» DOCUMENT EXCERPT:
The Revised General Permit

Similar to the July 1999 General Permit, the recently-issued General Permit will establish a two-tier permitting scheme that will apply under most development circumstances. First, both the site owner (the "legal title holder") and the operator (e.g., the site developer) of a construction site or common plan of development must obtain coverage under the General Permit as a "Primary Permittee" by filing a "Notice of Intent" ("NOI") with EPD if the construction activities will disturb over five acres of real property. Utility companies, builders and other entities engaging in construction activities within a development obtain coverage under the General Permit as "Secondary Permittees," also by filing a NOI. The General Permit continues to impose two major requirements on owners and operators of developments exceeding five acres: (1) preparation and implementation of an Erosion, Sedimentation and Pollution Control Plan; and (2) preparation and implementation of a Comprehensive Monitoring Program. These two major requirements were revised during the settlement negotiations to address concerns raised by the regulated community.

Highlights of the revisions to the General Permit include:

Tertiary Permittee

The revised General Permit generally adheres to the July 1999 General Permit's two-tier permitting structure, but also establishes a new category of permittee -- the "Tertiary Permittee." For large common plans of development with more than one "surface water drainage area" (defined as the "hydrologic area starting from the lowest downstream point where the storm water enters the 'receiving water'2 and following the receiving water upstream to the highest elevation of land that divides the direction of water flow"), a Primary Permittee may file a Notice of Termination for a surface water drainage area prior to the entire common plan of development being stabilized where all storm water runoff in the surface water drainage area is coming from undisturbed or stabilized areas; at least 90% of the lots in the particular surface water drainage area have been sold, permanent structures completed and final stabilization achieved; and the accumulation of acreage of undeveloped lots within the surface water drainage area is less than five acres. After filing the Notice of Termination, the Primary Permittee is required to provide written notification to the owners of the remaining lots that the owners and operators of these lots will become Tertiary Permittees. The Tertiary Permittee shall be required to file a NOI and develop a site specific plan, a Tertiary Erosion Control Plan, for its individual parcel within the surface water drainage area.

» SET EXERCISE A: According to the document excerpt, what new category of permittee does the revised General Permit establish?

» PROVIDED DATA:
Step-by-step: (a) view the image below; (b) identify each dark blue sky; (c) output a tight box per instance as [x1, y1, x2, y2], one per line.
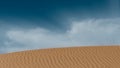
[0, 0, 113, 28]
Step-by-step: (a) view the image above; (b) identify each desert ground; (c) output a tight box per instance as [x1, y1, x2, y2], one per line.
[0, 46, 120, 68]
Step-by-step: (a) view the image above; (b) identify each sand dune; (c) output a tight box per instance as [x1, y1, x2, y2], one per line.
[0, 46, 120, 68]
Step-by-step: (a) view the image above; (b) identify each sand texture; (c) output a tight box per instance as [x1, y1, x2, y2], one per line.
[0, 46, 120, 68]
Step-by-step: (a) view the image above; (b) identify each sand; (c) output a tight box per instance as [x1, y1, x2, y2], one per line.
[0, 46, 120, 68]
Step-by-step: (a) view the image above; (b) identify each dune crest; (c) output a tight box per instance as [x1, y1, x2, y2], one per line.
[0, 46, 120, 68]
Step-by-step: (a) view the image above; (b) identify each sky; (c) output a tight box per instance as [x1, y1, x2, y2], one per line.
[0, 0, 120, 53]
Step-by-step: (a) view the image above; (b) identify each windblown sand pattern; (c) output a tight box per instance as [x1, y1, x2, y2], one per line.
[0, 46, 120, 68]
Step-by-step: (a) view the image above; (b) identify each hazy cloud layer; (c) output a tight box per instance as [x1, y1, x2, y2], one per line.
[2, 18, 120, 52]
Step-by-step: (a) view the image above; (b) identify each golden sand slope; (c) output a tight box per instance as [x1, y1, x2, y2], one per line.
[0, 46, 120, 68]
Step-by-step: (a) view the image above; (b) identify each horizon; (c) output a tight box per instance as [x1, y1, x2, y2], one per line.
[0, 0, 120, 53]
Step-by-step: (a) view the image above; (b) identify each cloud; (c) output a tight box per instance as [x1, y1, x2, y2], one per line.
[3, 18, 120, 52]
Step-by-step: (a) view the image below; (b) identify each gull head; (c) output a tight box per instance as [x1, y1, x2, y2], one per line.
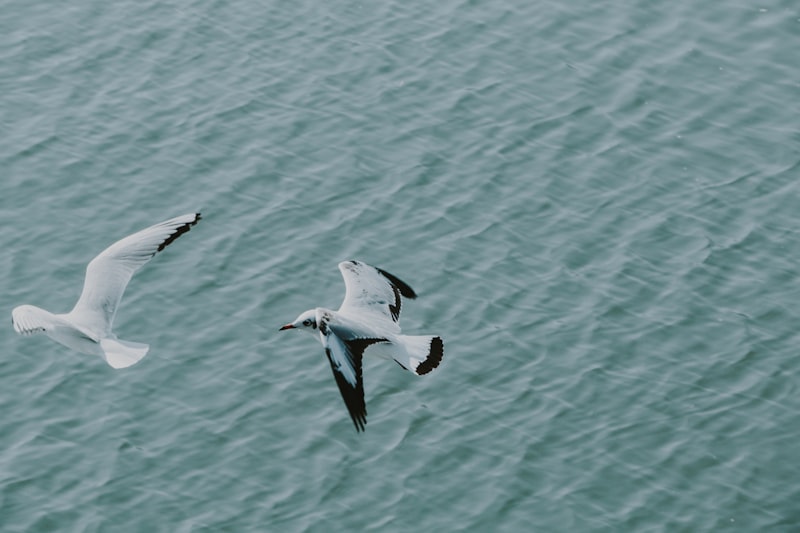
[280, 309, 317, 333]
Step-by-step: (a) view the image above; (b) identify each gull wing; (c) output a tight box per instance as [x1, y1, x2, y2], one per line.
[11, 305, 65, 335]
[317, 315, 385, 431]
[339, 261, 417, 326]
[70, 213, 200, 333]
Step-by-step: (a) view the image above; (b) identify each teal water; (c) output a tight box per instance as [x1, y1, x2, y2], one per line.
[0, 0, 800, 532]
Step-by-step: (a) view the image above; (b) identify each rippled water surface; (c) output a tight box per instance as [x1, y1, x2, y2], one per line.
[0, 0, 800, 532]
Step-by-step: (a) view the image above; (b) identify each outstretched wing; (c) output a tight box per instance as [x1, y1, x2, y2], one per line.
[317, 315, 385, 431]
[70, 213, 200, 331]
[11, 305, 62, 335]
[339, 261, 417, 331]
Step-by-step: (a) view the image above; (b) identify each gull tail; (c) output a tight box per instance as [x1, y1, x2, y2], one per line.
[100, 338, 150, 368]
[391, 335, 444, 376]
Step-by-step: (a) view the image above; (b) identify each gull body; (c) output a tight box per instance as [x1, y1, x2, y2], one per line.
[280, 261, 444, 431]
[11, 213, 200, 368]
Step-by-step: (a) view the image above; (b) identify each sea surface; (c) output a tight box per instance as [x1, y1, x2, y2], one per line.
[0, 0, 800, 533]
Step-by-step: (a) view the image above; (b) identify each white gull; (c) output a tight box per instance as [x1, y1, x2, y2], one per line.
[11, 213, 200, 368]
[280, 261, 444, 431]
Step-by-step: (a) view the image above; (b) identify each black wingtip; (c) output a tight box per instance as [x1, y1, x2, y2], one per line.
[376, 267, 417, 300]
[417, 337, 444, 376]
[156, 213, 202, 252]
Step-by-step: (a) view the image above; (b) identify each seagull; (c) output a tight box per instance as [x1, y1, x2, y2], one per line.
[11, 213, 200, 368]
[280, 261, 444, 432]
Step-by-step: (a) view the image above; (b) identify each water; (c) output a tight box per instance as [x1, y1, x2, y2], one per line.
[0, 0, 800, 532]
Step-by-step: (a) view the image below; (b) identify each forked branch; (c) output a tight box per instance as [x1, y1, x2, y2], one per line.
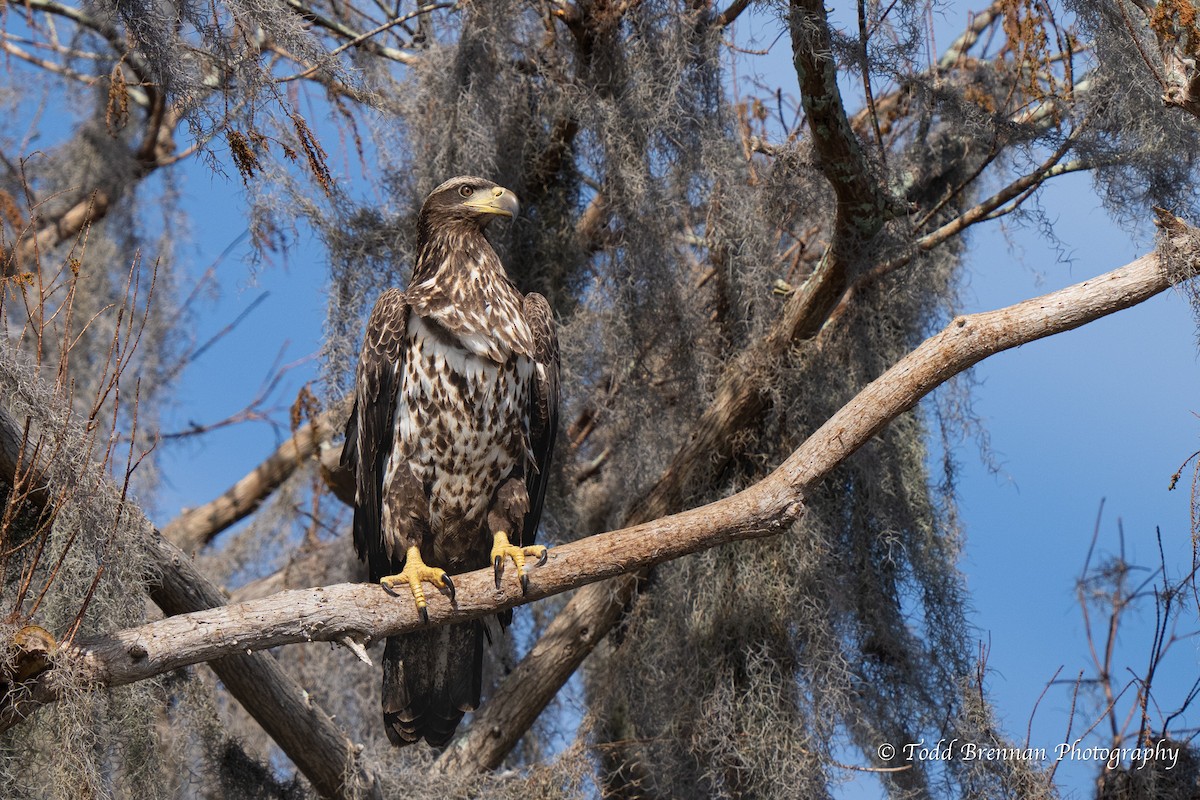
[7, 220, 1198, 772]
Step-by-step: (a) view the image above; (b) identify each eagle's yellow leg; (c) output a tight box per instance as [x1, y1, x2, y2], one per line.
[379, 547, 454, 622]
[492, 530, 546, 591]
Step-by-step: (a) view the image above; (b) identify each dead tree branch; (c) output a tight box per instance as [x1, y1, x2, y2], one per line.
[162, 399, 350, 553]
[9, 231, 1198, 772]
[0, 408, 378, 798]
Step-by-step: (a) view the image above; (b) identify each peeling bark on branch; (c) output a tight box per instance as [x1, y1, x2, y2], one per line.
[9, 236, 1198, 774]
[0, 408, 379, 798]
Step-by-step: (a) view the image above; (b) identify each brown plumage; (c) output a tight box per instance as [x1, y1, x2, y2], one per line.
[342, 178, 558, 746]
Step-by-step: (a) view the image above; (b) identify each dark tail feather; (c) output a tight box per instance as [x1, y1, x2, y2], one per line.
[383, 621, 484, 747]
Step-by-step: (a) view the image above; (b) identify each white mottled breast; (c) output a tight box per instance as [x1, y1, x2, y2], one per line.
[384, 314, 534, 556]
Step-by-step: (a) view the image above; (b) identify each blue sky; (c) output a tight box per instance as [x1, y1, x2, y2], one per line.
[155, 4, 1200, 796]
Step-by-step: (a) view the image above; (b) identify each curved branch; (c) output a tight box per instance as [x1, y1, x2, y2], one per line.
[0, 408, 379, 798]
[11, 229, 1198, 772]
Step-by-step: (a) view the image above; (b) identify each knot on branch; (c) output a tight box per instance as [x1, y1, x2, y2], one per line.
[1154, 207, 1200, 286]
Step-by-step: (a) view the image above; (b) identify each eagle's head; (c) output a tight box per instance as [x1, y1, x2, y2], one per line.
[418, 175, 520, 230]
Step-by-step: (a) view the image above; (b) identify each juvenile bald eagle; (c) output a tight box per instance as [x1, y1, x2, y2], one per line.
[342, 178, 558, 746]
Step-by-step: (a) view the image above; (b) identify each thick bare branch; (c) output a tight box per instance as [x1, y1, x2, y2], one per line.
[0, 408, 378, 798]
[14, 230, 1198, 771]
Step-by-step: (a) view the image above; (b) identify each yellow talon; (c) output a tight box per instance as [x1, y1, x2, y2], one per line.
[492, 530, 546, 591]
[379, 547, 454, 622]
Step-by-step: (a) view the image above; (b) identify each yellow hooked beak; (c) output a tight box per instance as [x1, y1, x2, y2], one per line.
[462, 186, 521, 217]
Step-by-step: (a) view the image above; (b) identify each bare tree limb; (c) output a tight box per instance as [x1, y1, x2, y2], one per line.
[11, 229, 1200, 772]
[162, 398, 350, 553]
[0, 408, 379, 798]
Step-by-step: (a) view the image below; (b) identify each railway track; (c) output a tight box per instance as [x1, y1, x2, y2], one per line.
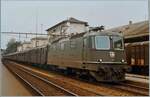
[2, 60, 149, 96]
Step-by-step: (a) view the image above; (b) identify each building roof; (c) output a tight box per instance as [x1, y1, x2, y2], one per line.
[31, 37, 47, 40]
[46, 17, 88, 31]
[107, 21, 149, 38]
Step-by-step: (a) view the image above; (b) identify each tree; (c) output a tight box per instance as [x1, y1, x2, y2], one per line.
[5, 38, 21, 54]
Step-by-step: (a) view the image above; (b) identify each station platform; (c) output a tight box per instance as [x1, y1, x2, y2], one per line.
[0, 58, 32, 96]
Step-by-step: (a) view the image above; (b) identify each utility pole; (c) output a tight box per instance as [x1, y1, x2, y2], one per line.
[35, 8, 38, 47]
[41, 24, 43, 34]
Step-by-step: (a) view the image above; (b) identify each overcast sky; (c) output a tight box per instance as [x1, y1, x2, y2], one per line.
[1, 0, 148, 48]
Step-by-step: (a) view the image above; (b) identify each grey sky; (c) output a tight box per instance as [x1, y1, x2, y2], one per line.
[1, 0, 148, 48]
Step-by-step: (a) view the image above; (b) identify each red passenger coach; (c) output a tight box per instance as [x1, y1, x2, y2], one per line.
[126, 41, 149, 75]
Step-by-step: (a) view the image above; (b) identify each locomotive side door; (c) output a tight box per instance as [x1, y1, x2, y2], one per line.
[83, 37, 88, 62]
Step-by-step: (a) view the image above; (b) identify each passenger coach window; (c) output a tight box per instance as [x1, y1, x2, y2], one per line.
[95, 36, 110, 50]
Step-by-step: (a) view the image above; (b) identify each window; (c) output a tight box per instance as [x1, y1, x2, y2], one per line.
[95, 36, 110, 49]
[112, 36, 123, 50]
[60, 43, 65, 50]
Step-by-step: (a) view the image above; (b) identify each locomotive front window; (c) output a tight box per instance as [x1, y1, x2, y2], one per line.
[112, 36, 123, 50]
[95, 36, 110, 50]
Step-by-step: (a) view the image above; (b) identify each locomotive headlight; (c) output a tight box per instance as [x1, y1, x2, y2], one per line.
[109, 52, 115, 58]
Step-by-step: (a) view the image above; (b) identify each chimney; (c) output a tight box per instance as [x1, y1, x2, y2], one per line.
[129, 20, 132, 25]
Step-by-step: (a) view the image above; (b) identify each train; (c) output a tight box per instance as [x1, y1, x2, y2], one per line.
[3, 31, 130, 82]
[125, 41, 149, 75]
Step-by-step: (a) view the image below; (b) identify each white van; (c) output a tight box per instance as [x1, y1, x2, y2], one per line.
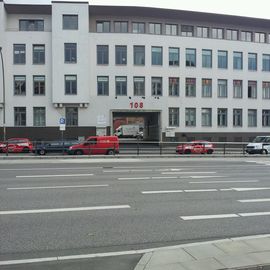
[246, 136, 270, 154]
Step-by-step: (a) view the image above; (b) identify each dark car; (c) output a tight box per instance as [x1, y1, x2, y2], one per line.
[32, 140, 78, 155]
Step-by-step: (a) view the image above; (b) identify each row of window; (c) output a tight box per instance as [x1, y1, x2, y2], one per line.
[19, 14, 270, 43]
[14, 75, 270, 99]
[14, 107, 270, 127]
[13, 43, 270, 71]
[169, 108, 270, 127]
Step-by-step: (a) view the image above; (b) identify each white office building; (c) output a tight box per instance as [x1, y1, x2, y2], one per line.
[0, 0, 270, 141]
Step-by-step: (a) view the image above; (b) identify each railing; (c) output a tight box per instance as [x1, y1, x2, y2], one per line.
[0, 139, 260, 156]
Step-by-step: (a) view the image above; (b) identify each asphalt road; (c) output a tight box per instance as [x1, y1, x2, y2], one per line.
[0, 157, 270, 270]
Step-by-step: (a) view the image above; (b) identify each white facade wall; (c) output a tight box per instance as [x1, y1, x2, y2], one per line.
[0, 2, 270, 141]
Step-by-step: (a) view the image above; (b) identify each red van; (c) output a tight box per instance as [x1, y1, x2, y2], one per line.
[68, 136, 119, 155]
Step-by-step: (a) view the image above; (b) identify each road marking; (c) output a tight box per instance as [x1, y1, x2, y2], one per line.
[0, 234, 270, 266]
[161, 172, 216, 174]
[16, 173, 93, 178]
[180, 214, 239, 220]
[231, 187, 270, 191]
[0, 205, 130, 215]
[189, 180, 259, 184]
[184, 188, 218, 192]
[141, 189, 183, 194]
[237, 198, 270, 203]
[7, 185, 109, 190]
[117, 177, 151, 180]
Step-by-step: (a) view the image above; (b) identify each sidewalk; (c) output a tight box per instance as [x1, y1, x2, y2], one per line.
[135, 235, 270, 270]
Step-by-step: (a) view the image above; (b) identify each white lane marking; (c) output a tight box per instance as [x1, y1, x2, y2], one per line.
[142, 190, 183, 194]
[237, 198, 270, 203]
[0, 234, 270, 265]
[161, 172, 216, 174]
[16, 173, 93, 178]
[0, 205, 130, 215]
[184, 188, 218, 192]
[238, 212, 270, 217]
[7, 185, 109, 190]
[231, 187, 270, 191]
[180, 214, 239, 220]
[117, 177, 151, 180]
[189, 180, 259, 184]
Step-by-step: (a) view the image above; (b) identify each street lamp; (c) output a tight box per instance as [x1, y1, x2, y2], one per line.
[0, 47, 6, 142]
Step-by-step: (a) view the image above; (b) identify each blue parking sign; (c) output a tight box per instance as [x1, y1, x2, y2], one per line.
[59, 117, 66, 125]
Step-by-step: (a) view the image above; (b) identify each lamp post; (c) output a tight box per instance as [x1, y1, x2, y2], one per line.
[0, 47, 6, 142]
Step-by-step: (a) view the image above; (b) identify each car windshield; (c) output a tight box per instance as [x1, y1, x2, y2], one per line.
[252, 137, 266, 143]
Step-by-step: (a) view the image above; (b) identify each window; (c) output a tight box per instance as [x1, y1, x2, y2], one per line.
[169, 108, 179, 127]
[132, 22, 145, 34]
[65, 75, 77, 95]
[233, 80, 243, 98]
[134, 46, 145, 65]
[186, 108, 196, 127]
[133, 77, 145, 96]
[97, 76, 109, 96]
[202, 50, 212, 68]
[233, 109, 242, 127]
[212, 28, 224, 39]
[33, 45, 45, 64]
[202, 108, 212, 127]
[152, 77, 162, 96]
[254, 32, 266, 43]
[19, 20, 44, 31]
[233, 52, 243, 69]
[152, 47, 162, 66]
[63, 15, 78, 30]
[115, 77, 127, 96]
[218, 80, 228, 98]
[248, 109, 257, 127]
[33, 76, 45, 95]
[149, 23, 161, 35]
[65, 43, 77, 63]
[197, 26, 209, 38]
[226, 29, 238, 40]
[186, 78, 196, 97]
[169, 47, 179, 66]
[14, 107, 26, 126]
[115, 46, 127, 65]
[169, 77, 179, 96]
[66, 107, 79, 126]
[97, 21, 111, 33]
[248, 81, 257, 98]
[14, 76, 26, 96]
[262, 82, 270, 99]
[241, 31, 252, 42]
[166, 24, 178, 36]
[13, 44, 25, 64]
[263, 54, 270, 71]
[262, 110, 270, 127]
[202, 79, 212, 97]
[114, 22, 128, 33]
[33, 107, 46, 127]
[97, 45, 109, 65]
[218, 51, 228, 68]
[186, 49, 196, 67]
[181, 25, 194, 37]
[248, 53, 257, 71]
[217, 108, 228, 127]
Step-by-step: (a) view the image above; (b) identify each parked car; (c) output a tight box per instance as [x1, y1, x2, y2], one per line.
[246, 136, 270, 154]
[176, 141, 214, 154]
[32, 140, 78, 155]
[68, 136, 119, 155]
[0, 138, 33, 153]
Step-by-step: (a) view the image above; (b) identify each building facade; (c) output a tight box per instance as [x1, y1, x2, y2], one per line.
[0, 0, 270, 142]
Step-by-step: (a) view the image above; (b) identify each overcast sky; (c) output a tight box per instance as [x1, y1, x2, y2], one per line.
[4, 0, 270, 19]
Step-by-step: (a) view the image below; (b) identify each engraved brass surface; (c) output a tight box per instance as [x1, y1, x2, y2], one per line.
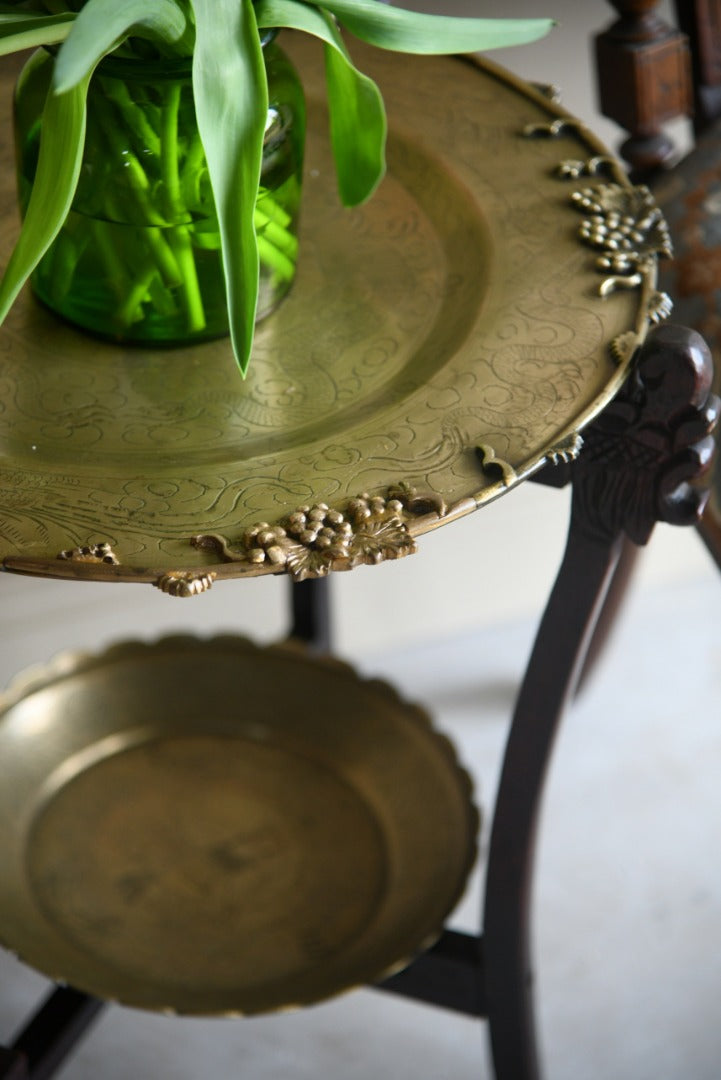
[0, 35, 663, 588]
[0, 636, 478, 1014]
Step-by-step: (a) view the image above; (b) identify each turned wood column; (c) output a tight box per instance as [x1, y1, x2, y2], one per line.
[596, 0, 693, 176]
[676, 0, 721, 132]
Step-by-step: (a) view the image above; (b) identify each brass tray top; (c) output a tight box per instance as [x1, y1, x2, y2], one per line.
[0, 636, 478, 1015]
[0, 33, 668, 595]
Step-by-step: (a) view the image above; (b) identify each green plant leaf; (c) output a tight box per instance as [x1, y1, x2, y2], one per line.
[256, 0, 387, 206]
[0, 76, 90, 322]
[313, 0, 554, 54]
[53, 0, 187, 94]
[191, 0, 268, 375]
[0, 12, 77, 56]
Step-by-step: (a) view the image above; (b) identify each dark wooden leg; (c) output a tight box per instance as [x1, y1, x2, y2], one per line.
[576, 538, 640, 692]
[290, 578, 330, 652]
[596, 0, 692, 177]
[0, 987, 104, 1080]
[484, 534, 620, 1080]
[484, 326, 719, 1080]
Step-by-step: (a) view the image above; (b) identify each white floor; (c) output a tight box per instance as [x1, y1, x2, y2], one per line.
[0, 0, 721, 1080]
[0, 536, 721, 1080]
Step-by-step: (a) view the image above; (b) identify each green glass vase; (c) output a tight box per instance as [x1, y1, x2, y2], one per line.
[15, 39, 304, 345]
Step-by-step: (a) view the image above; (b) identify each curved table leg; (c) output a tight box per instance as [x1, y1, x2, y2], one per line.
[484, 326, 719, 1080]
[484, 535, 620, 1080]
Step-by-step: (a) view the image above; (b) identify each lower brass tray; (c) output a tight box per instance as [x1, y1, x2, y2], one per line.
[0, 636, 478, 1014]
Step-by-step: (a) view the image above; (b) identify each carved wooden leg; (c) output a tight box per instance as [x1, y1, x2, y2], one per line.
[484, 326, 719, 1080]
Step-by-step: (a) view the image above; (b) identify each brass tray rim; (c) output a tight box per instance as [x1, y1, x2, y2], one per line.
[0, 632, 481, 1018]
[2, 42, 669, 596]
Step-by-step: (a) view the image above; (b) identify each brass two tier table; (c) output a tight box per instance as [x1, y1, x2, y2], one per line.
[0, 36, 715, 1080]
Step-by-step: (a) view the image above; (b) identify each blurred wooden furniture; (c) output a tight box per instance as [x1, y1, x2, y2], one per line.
[596, 0, 721, 566]
[0, 19, 718, 1080]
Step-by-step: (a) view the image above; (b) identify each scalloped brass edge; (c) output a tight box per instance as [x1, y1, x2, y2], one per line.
[0, 634, 482, 1018]
[190, 483, 448, 581]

» SET EXERCISE B: In the listing, begin at the line that has "each dark tail" and stop after the line that has "[11, 229, 1198, 772]". Reproduce only those lines, switching "tight" to "close-fitting" and leaving everything else unchanged.

» WRITTEN ANSWER A: The "Tertiary Permittee."

» WRITTEN ANSWER B:
Step-by-step: (a) view the image above; (b) identify each dark tail feather; (c) output a close-fitting box per instance as [x1, y1, x2, y2], one per line.
[383, 621, 484, 747]
Step-by-step: (a) view the image above; (b) identify each white mottled breast; (c) output a close-fitting box per instance as [x1, y1, x2, y2], one per line.
[384, 314, 534, 556]
Step-by-step: (a) view the image above; (b) identify each blue sky; (c) output a close-fitting box per instance as [x1, y1, x2, y2], one per line.
[155, 4, 1200, 796]
Step-by-step: (a) view the image above; (b) identify each curved branch; (c) output a close-fitting box per instance as [x1, y1, x2, y2], one per line.
[0, 408, 379, 798]
[11, 229, 1198, 772]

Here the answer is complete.